◆ Short problem
Recast the entries below as a numbered list, one line per item, omitting blank lines and leaving out the pictures.

◆ The input
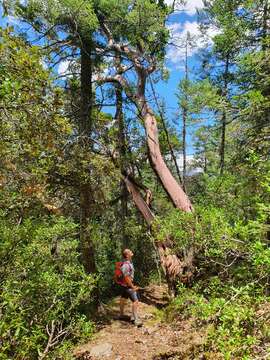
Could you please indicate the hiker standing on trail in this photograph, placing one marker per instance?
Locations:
(124, 278)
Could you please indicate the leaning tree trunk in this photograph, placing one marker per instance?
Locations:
(85, 126)
(173, 267)
(122, 149)
(171, 186)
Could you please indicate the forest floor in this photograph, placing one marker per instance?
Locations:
(155, 340)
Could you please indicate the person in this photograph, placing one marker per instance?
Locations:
(127, 289)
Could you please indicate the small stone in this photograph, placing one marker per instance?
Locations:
(102, 350)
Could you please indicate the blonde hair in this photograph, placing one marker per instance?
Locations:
(125, 253)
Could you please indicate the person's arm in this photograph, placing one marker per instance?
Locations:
(130, 283)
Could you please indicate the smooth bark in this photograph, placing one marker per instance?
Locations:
(85, 126)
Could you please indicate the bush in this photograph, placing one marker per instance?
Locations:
(43, 288)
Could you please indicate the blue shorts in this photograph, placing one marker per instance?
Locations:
(128, 293)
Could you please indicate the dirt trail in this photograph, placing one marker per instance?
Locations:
(155, 340)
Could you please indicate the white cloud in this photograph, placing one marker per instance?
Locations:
(63, 68)
(179, 32)
(190, 7)
(192, 169)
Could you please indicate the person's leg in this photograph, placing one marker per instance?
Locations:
(122, 305)
(135, 305)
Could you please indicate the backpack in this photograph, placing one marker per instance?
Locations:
(118, 275)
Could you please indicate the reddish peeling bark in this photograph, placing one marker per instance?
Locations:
(172, 266)
(172, 187)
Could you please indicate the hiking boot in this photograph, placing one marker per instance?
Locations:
(137, 322)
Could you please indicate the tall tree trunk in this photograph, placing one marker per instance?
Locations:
(173, 267)
(185, 114)
(171, 186)
(224, 120)
(122, 148)
(85, 126)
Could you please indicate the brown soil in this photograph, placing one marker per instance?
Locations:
(155, 340)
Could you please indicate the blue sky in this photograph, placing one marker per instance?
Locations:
(182, 21)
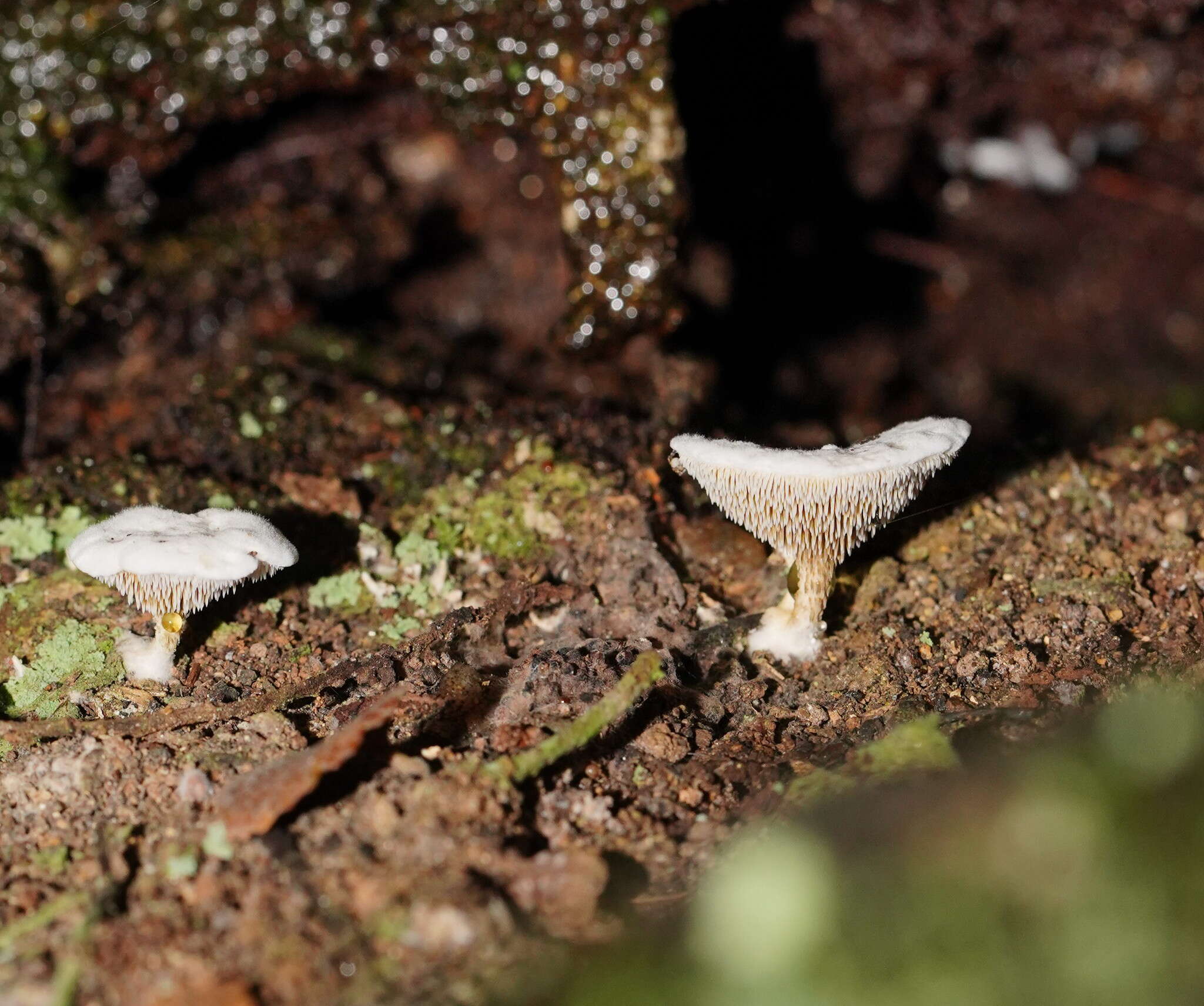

◆ Output of the task
1. Could you please indicate the hiker standing on trail in this photograph, placing one marker per instance?
2. Locations:
3. (124, 278)
4. Could you please indicate the leaning tree trunk in this photograph, placing one marker per instance?
5. Locations:
6. (85, 126)
7. (173, 267)
8. (122, 149)
9. (171, 186)
10. Could you please indicate the forest floor in this photograph, placing one marker per instance?
11. Locations:
12. (155, 340)
13. Could you please indicate the person in this photograph, placing one marker per instance?
14. Locations:
15. (127, 289)
16. Could you please indicate the small stone in this photograph, placing one marker per instance?
17. Locations:
18. (102, 350)
19. Could you please indicate the blonde hair in this photograph, placing one marker per instance?
20. Locations:
21. (125, 253)
22. Could you please indicate the person's arm in this photograph, placing one marker per instance?
23. Locations:
24. (130, 283)
25. Could you please indicate the smooth bark in this photograph, placing one marker per instance?
26. Locations:
27. (85, 126)
28. Could you please indicate the bush in this photograph, placing one marker per instance?
29. Locations:
30. (43, 288)
31. Could you please indicate the blue shorts in this photograph, placing one marker per instance?
32. Locations:
33. (128, 293)
34. Could you please indicate the dirt trail in this photograph, placing one marker per instance?
35. Locations:
36. (155, 340)
37. Could you please indicate the white cloud in this photograph, placing one marker per instance?
38. Locations:
39. (63, 68)
40. (179, 32)
41. (190, 7)
42. (192, 169)
43. Could you please indicate the person's leg in this photograph, placing one marker per instance?
44. Locations:
45. (122, 305)
46. (135, 305)
47. Could you please indicate the backpack in this photograph, placing one marker per instance?
48. Locations:
49. (118, 275)
50. Could you please indicate the reddish peeling bark in this photograph, placing one marker per instance?
51. Locations:
52. (172, 266)
53. (172, 187)
54. Could you please indicate the hiking boot in this photograph, placing one marker per instance?
55. Locations:
56. (137, 322)
57. Could you please indicate the tall tree trunk in this photograph, placing one marker per instance?
58. Locations:
59. (173, 267)
60. (185, 114)
61. (171, 186)
62. (224, 120)
63. (122, 148)
64. (85, 126)
65. Could you please indicate the brown soil in this photograph, placing one marker per instance?
66. Locations:
67. (155, 340)
68. Could you please indicate the blue sky in this photograph, placing one marker per instance?
69. Locations:
70. (182, 21)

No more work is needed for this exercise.